▶ [PASSAGE]
::::
AD Passthrough authentication failing on Synapse Analytics Serverless Pool - serverless

This is regarding the access issue that I am facing in reading the data residing in ADLS Gen-2 from Synapse Analytics Serverless Pool.
I have full access on Synapse Studio
I have "Storage Blob Data Contributor" on the container/folder where my parquet file is residing
While I try to below SQL ( with right ADLS name along with folder/container details)
SELECT
TOP 100 *
FROM
OPENROWSET(
BULK 'https://.dfs.core.windows.net/<container_name>////2009/DIM_INFO_2009.parquet',
FORMAT='PARQUET'
) AS [result]
I get below message -
File 'https://.dfs.core.windows.net/<container_name>////2009/DIM_INFO_2009.parquet' cannot be opened because it does not exist or it is used by another process.
When I try the same scenario by creating the external table ( which points to the same parquet file) and uses MANAGED IDENTITY as credentials - the results are being displayed as expected.
::::
▶ [PROBLEM A]
From the Synapse access post, copy the part that opens with the words containing "I have full" and closes with "by another process.", word for word.
▶ [PROBLEM B]
In the Synapse access post, what role does the writer hold on the container or folder where the parquet file sits?
::::
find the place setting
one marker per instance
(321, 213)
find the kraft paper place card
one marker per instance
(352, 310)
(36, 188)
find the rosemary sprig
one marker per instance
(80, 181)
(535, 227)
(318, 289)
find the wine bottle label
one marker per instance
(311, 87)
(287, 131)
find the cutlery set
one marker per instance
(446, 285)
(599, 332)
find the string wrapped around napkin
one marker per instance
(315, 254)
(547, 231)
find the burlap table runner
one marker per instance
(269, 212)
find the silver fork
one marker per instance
::::
▶ [TASK RESULT A]
I have full access on Synapse Studio
I have "Storage Blob Data Contributor" on the container/folder where my parquet file is residing
While I try to below SQL ( with right ADLS name along with folder/container details)
SELECT
TOP 100 *
FROM
OPENROWSET(
BULK 'https://.dfs.core.windows.net/<container_name>////2009/DIM_INFO_2009.parquet',
FORMAT='PARQUET'
) AS [result]
I get below message -
File 'https://.dfs.core.windows.net/<container_name>////2009/DIM_INFO_2009.parquet' cannot be opened because it does not exist or it is used by another process.

▶ [TASK RESULT B]
Storage Blob Data Contributor.